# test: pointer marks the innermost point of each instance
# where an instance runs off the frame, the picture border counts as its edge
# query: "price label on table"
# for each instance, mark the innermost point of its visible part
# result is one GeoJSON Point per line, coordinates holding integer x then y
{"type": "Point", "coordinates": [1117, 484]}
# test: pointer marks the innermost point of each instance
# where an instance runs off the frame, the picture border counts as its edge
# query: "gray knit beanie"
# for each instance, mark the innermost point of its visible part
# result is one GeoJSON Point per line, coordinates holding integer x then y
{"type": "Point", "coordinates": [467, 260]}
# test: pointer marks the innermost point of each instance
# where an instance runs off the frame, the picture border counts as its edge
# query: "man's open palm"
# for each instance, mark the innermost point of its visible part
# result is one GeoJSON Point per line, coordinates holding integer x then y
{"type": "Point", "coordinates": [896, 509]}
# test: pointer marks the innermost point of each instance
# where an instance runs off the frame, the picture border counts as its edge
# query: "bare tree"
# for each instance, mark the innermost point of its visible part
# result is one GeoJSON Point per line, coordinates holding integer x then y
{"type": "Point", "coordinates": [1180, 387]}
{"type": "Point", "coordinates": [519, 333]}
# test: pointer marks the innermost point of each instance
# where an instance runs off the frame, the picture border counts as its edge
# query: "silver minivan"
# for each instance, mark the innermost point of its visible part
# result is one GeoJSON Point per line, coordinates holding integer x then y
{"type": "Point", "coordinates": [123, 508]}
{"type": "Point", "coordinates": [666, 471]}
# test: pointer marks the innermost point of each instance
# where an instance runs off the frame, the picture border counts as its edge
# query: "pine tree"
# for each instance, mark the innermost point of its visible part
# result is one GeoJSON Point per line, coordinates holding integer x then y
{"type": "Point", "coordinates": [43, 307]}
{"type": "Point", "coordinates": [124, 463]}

------------------------

* Your task *
Copy the data exactly. Leave nothing out.

* Completed task *
# test: pointer marks the innermost point of each instance
# where an instance runs off the frame, the picture border counts as its edge
# query: "price label on table"
# for each instance, mark the innermost point of its visible part
# result is one GeoJSON Point per line, coordinates holding integer x then y
{"type": "Point", "coordinates": [1117, 484]}
# test: pointer marks the innermost point of each instance
# where an instance runs off the frame, the picture border counts as its edge
# query: "gray knit beanie"
# for each instance, mark the innermost point of its visible part
# result is one GeoJSON Point per line, coordinates holding integer x then y
{"type": "Point", "coordinates": [467, 260]}
# test: pointer marks the innermost point of each instance
# where an instance runs off the frame, the picture border counts as its edge
# query: "man's open palm"
# for each instance, mark the innermost point of its visible part
# result is one GeoJSON Point per line, coordinates holding integer x then y
{"type": "Point", "coordinates": [896, 509]}
# test: pointer marks the innermost point of each instance
# where an instance runs off the frame, the picture border counts as its edge
# query: "bare tree"
# for each instance, mark the innermost point of its visible part
# result is one GeoJSON Point per line, coordinates holding integer x then y
{"type": "Point", "coordinates": [1180, 387]}
{"type": "Point", "coordinates": [519, 333]}
# test: pointer marks the innermost point of each instance
# where an instance runs off the frame, the picture border counts as its edge
# query: "silver minivan"
# for each instance, mark the innermost point of its visible part
# result is one GeoJSON Point per line, coordinates holding integer x then y
{"type": "Point", "coordinates": [123, 508]}
{"type": "Point", "coordinates": [666, 471]}
# test: pointer marks the innermost point of each instance
# where an instance runs off the frame, the picture border counts as its edge
# query: "pine tree"
# for each instance, mark the innermost point of its visible part
# result is one GeoJSON Point per line, coordinates holding integer x then y
{"type": "Point", "coordinates": [43, 307]}
{"type": "Point", "coordinates": [124, 463]}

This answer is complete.